Write out everything from the line containing "Target: tent pole" down to the end of the rows, keeping every line, and shift each point coordinate by adding 11 to it.
[Start PROVIDED INFORMATION]
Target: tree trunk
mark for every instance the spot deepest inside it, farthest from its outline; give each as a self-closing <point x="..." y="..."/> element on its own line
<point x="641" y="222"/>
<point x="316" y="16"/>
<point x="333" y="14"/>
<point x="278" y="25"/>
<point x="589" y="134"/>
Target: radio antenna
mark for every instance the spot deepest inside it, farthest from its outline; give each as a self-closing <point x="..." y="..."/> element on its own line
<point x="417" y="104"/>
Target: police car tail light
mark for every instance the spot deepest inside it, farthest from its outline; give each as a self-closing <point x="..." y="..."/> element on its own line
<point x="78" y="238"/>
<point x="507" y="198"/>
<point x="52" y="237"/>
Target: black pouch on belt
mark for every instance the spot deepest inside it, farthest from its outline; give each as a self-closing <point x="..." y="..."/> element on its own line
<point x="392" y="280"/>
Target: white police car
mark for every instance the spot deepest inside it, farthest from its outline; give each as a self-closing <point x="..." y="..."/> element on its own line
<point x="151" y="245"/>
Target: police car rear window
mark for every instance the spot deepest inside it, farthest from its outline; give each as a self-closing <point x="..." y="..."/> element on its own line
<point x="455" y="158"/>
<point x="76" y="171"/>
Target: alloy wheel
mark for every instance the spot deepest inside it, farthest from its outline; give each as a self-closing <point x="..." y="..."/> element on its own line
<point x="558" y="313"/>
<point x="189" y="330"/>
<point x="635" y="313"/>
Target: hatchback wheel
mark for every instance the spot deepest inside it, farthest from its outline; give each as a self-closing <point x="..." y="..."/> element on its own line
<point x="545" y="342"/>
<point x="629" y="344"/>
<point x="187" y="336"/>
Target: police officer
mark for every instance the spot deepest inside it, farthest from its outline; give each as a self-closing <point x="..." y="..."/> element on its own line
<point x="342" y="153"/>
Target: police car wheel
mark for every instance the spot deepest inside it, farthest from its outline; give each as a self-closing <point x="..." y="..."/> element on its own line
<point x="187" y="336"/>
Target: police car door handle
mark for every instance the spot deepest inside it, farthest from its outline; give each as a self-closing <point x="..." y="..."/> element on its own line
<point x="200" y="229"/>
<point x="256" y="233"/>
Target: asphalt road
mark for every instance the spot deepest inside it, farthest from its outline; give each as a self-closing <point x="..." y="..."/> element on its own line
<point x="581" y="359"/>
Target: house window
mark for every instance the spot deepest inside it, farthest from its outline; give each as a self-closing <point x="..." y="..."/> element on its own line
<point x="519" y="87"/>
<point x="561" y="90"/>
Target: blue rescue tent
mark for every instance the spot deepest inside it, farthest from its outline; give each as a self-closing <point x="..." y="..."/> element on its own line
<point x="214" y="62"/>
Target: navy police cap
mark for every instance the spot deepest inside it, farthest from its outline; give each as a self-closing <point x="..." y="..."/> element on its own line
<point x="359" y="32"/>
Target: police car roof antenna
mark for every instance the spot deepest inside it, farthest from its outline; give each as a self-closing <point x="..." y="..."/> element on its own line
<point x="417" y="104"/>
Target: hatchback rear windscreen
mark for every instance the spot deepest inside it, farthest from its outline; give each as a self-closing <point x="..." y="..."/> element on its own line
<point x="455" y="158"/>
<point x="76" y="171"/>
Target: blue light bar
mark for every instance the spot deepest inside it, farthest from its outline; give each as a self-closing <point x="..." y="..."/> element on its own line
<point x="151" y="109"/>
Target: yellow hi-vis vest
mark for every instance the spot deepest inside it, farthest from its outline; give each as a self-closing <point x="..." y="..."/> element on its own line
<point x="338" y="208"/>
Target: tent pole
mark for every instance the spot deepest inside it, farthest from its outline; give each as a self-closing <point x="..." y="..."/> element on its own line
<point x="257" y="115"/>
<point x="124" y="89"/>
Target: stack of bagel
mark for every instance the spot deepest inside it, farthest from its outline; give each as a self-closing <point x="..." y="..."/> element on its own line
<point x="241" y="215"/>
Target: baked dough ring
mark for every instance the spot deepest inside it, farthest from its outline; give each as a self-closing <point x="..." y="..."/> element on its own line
[End PROVIDED INFORMATION]
EXERCISE OUTPUT:
Target: tent pole
mark for every instance the spot deepest inside it, farthest from its outline; give each as a self-closing <point x="..." y="..."/> element on its own line
<point x="268" y="126"/>
<point x="135" y="100"/>
Target: stack of bagel
mark for every instance the spot deepest inside it, farthest from its outline; give each as a self-closing <point x="..." y="..."/> element on its own line
<point x="252" y="226"/>
Target: baked dough ring
mark for every instance the spot deepest inside it, farthest from its outline; give each as a self-closing <point x="..." y="..."/> element on its own line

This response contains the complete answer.